* **Work instruction**
Tally the lines below that contain the word "finger", then give the tally alone.

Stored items

* * * * *

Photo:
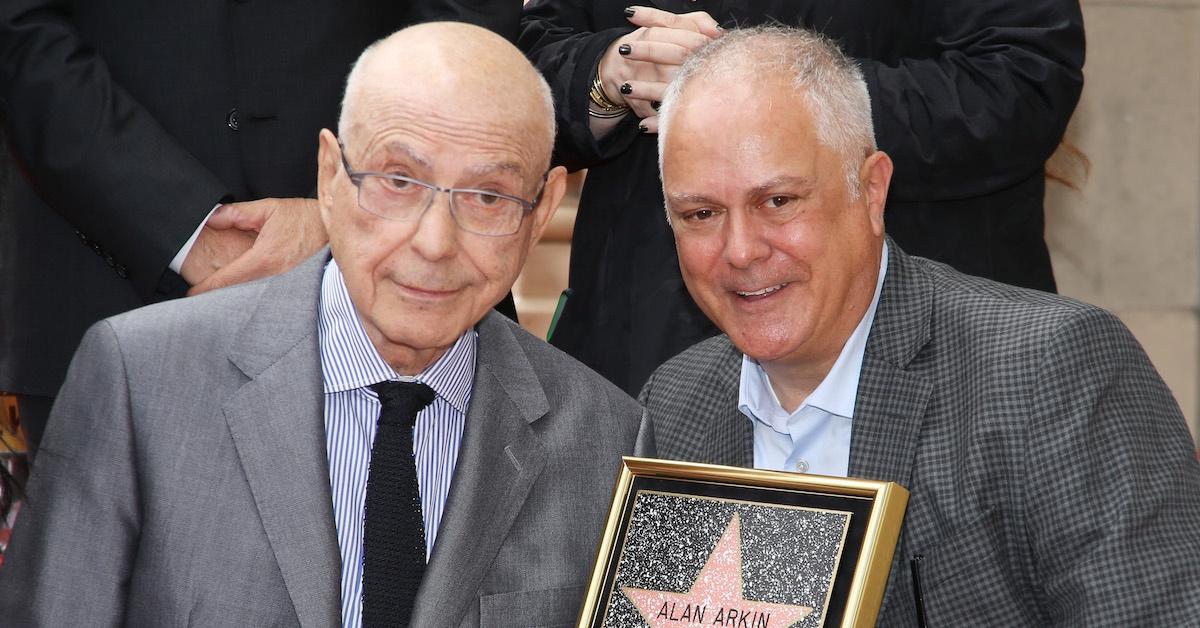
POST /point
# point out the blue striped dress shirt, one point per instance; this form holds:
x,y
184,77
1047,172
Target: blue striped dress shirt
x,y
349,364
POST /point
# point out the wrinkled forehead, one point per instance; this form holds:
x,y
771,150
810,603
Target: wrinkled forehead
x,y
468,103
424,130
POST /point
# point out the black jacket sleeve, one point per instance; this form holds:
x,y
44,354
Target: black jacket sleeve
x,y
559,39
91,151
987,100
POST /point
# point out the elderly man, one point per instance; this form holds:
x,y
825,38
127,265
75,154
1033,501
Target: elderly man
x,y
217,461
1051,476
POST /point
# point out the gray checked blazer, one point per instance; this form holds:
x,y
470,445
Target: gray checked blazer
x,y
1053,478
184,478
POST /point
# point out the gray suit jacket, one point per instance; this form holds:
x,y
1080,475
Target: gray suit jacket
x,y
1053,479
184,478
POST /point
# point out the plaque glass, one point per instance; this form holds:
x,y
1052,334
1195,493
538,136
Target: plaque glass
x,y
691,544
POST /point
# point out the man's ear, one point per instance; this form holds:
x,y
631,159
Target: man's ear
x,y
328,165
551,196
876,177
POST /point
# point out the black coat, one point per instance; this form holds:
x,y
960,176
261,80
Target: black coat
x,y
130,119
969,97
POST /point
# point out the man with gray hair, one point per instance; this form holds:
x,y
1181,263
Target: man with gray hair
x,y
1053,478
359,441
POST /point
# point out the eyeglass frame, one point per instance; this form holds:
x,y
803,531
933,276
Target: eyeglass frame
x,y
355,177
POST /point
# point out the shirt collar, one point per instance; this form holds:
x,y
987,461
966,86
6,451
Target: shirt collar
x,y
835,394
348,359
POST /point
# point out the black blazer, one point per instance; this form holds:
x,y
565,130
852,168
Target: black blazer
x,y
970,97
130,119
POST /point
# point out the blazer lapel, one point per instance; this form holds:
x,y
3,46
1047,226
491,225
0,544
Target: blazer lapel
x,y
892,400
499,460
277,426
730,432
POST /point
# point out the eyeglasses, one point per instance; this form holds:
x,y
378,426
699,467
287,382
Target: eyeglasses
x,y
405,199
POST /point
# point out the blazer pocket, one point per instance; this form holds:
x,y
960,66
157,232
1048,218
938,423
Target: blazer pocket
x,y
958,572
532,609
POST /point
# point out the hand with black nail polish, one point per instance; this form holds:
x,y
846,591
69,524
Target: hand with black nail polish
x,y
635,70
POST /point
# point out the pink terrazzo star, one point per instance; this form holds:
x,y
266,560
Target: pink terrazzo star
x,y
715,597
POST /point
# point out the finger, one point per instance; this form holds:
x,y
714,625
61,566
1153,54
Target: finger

* * * * *

* **Solution below**
2